Information supplied Start Marker

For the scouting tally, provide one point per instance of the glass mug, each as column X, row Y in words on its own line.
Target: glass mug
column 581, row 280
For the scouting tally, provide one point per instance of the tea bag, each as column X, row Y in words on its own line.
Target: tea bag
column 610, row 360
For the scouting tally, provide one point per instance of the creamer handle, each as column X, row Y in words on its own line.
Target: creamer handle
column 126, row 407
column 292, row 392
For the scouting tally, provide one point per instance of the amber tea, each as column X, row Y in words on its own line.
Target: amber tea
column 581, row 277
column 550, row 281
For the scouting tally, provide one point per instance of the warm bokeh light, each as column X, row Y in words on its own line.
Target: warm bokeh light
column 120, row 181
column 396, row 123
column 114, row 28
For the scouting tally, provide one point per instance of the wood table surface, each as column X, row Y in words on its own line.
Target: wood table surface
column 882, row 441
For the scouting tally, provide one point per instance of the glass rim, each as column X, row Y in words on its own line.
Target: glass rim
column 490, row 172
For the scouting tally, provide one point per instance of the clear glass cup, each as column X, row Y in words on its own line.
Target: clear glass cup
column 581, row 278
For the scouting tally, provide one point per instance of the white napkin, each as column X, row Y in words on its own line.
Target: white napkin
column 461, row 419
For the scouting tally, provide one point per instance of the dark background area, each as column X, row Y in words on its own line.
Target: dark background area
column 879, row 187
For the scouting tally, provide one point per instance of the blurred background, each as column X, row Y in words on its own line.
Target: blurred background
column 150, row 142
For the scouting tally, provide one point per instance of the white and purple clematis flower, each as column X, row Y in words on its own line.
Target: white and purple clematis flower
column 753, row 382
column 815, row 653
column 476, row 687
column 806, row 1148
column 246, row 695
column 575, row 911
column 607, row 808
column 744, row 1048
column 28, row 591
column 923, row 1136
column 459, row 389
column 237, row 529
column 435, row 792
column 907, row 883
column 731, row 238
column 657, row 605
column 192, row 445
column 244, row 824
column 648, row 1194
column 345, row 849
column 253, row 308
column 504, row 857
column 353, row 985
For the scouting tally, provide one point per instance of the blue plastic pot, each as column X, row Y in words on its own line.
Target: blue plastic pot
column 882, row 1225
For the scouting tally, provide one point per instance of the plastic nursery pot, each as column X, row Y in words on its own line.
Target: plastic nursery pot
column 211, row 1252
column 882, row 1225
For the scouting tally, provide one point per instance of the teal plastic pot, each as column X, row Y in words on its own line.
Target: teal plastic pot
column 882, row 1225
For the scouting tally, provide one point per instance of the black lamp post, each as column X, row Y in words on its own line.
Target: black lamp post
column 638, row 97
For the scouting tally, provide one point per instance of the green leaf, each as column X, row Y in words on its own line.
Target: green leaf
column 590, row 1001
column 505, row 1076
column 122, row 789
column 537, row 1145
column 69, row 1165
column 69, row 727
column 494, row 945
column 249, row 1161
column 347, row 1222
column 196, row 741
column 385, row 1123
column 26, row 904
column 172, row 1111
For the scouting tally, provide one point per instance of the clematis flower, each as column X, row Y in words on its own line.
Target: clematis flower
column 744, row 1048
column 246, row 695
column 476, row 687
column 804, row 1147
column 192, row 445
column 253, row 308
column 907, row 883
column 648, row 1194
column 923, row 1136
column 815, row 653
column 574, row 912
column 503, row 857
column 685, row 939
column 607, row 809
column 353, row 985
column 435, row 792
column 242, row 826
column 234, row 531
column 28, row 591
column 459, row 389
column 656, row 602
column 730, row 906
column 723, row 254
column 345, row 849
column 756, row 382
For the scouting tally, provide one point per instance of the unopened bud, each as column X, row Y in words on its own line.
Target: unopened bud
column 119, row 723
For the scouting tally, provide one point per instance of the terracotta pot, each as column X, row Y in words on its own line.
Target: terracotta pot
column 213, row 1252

Information supplied End Marker

## Assignment
Would you output all of the material exactly as it reads?

## Answer to the problem
For the scouting tally, provide one point per instance of the glass mug, each as column X, row Y in words on its own line.
Target: glass mug
column 581, row 280
For the scouting tally, provide one point per instance of the tea bag, each as column X, row Y in words on its own line.
Target: tea bag
column 610, row 360
For the scouting tally, provide one point per instance of the creamer handle, each as column X, row Y in words on its own line.
Target: creamer handle
column 126, row 407
column 292, row 392
For the scouting tally, provide one point per instance of the amber tea, each as column X, row Y in words on its own line.
Target: amber tea
column 581, row 277
column 550, row 281
For the scouting tally, provide one point per instance of the warm bokeh light, each as column X, row Y in words on its own line.
Target: warm bokeh light
column 120, row 181
column 396, row 123
column 114, row 28
For the scouting tally, provide one point per instance of the wood table surface, each as column X, row Y in words on its own line.
Target: wood table surface
column 882, row 441
For the scouting tally, provide one point per instance of the glass rim, each as column X, row Y in words on its own line.
Target: glass rim
column 490, row 172
For the scouting tally, provide one point per instance of the clear glass cup, each as column X, row Y in words on its own line.
Target: clear glass cup
column 581, row 278
For the scouting tally, provide one point per instance of the white napkin, each as column X, row Y in words on its own line.
Target: white napkin
column 461, row 419
For the scouting tally, provide one point per instance of the dark background area, each as column X, row Y in words on its own line.
Target: dark background area
column 879, row 187
For the scouting tally, provide one point per instance of the blurred background, each as column X, row Y in words on its own line.
Target: blurred background
column 150, row 142
For the scouting tally, provide one point per instance of the white and purple clematis flower, each as column X, row Y in words on its own line.
Target: white and purple clematis flower
column 753, row 382
column 815, row 653
column 476, row 687
column 806, row 1148
column 246, row 695
column 575, row 911
column 607, row 808
column 744, row 1048
column 28, row 591
column 923, row 1136
column 459, row 389
column 237, row 529
column 435, row 792
column 907, row 883
column 731, row 238
column 657, row 605
column 192, row 445
column 244, row 824
column 648, row 1194
column 345, row 849
column 253, row 308
column 504, row 857
column 353, row 985
For the scouting tally, provide one point per instance of the blue plastic pot, each as column X, row Y in words on its own line.
Target: blue plastic pot
column 882, row 1225
For the scouting tally, provide one point per instance of the plastic nursery pot, each as column X, row Y in words on its own line.
Target: plastic nursery pot
column 211, row 1252
column 882, row 1225
For the scouting tally, provide one point per instance of the teal plastic pot, each as column X, row Y in words on its own line.
Target: teal plastic pot
column 882, row 1225
For the scouting tally, provide one point per instance of the black lamp post, each as column X, row Y in words on its own line.
Target: black lamp post
column 638, row 97
For the scouting tally, provide one point per instance of the green leaf, each as column X, row Y in words on its own line.
Target: green leaf
column 590, row 1001
column 505, row 1076
column 122, row 789
column 537, row 1145
column 69, row 1165
column 69, row 727
column 494, row 945
column 249, row 1161
column 347, row 1222
column 196, row 741
column 385, row 1123
column 26, row 904
column 172, row 1111
For the scouting tally, provide one point per instance of the clematis flower, each as column X, row Y in words on its own line.
Target: clematis flower
column 744, row 1048
column 246, row 695
column 476, row 687
column 804, row 1147
column 192, row 445
column 253, row 308
column 907, row 883
column 648, row 1194
column 923, row 1136
column 815, row 653
column 574, row 912
column 503, row 857
column 685, row 939
column 607, row 809
column 353, row 985
column 435, row 792
column 242, row 826
column 234, row 531
column 28, row 591
column 459, row 389
column 656, row 602
column 730, row 906
column 723, row 254
column 345, row 849
column 756, row 382
For the scouting tally, provide one point per instance of the unopened bud, each as column X, row Y in words on its own line.
Target: unopened bud
column 119, row 723
For the scouting tally, provide one point per instance of the terracotta pot, each as column X, row Y in words on its own line.
Target: terracotta pot
column 213, row 1252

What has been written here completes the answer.